Avo Schönbohm and Anastasia Zahn

The purpose of this paper is to develop a framework for an enlightened management and governance praxis against a backdrop of cognitive and motivational biases promoting a…

Abstract

Purpose

The purpose of this paper is to develop a framework for an enlightened management and governance praxis against a backdrop of cognitive and motivational biases promoting a reflected international capital budgeting decision process. Furthermore, societally relevant questions are raised whether these biases might have an effect on various stakeholders in public–private partnerships. Recurring failures of international business investments motivate reflective, cognitive and socio-constructivist perspectives on the international capital budgeting process.

Design/methodology/approach

Based on an interdisciplinary literature review and substantiated by empirical studies, the cognitive biases and flaws of the international capital budgeting process are discussed making use of a five-stage process scheme. The article applies the interpretative paradigm and regards the international capital budgeting process stages as a socio-political process of reality construction and critically assesses the motives of its actors. Consequently, the authors develop and discuss three principle-based behavioural rationalisation factors.

== Listed records ==
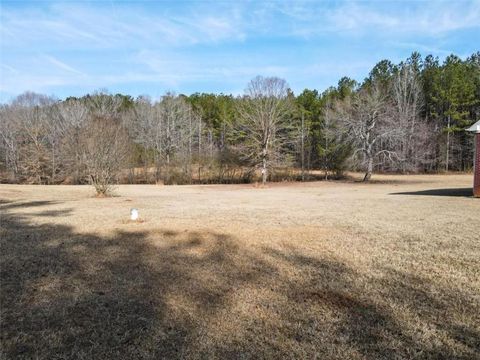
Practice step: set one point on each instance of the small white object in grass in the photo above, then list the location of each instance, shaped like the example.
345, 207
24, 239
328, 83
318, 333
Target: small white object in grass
133, 214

== Written instruction ==
Repeat the abstract on international capital budgeting word for word, starting at "Avo Schönbohm and" and ending at "capital budgeting process.".

== Answer in full ==
Avo Schönbohm and Anastasia Zahn

The purpose of this paper is to develop a framework for an enlightened management and governance praxis against a backdrop of cognitive and motivational biases promoting a…

Abstract

Purpose

The purpose of this paper is to develop a framework for an enlightened management and governance praxis against a backdrop of cognitive and motivational biases promoting a reflected international capital budgeting decision process. Furthermore, societally relevant questions are raised whether these biases might have an effect on various stakeholders in public–private partnerships. Recurring failures of international business investments motivate reflective, cognitive and socio-constructivist perspectives on the international capital budgeting process.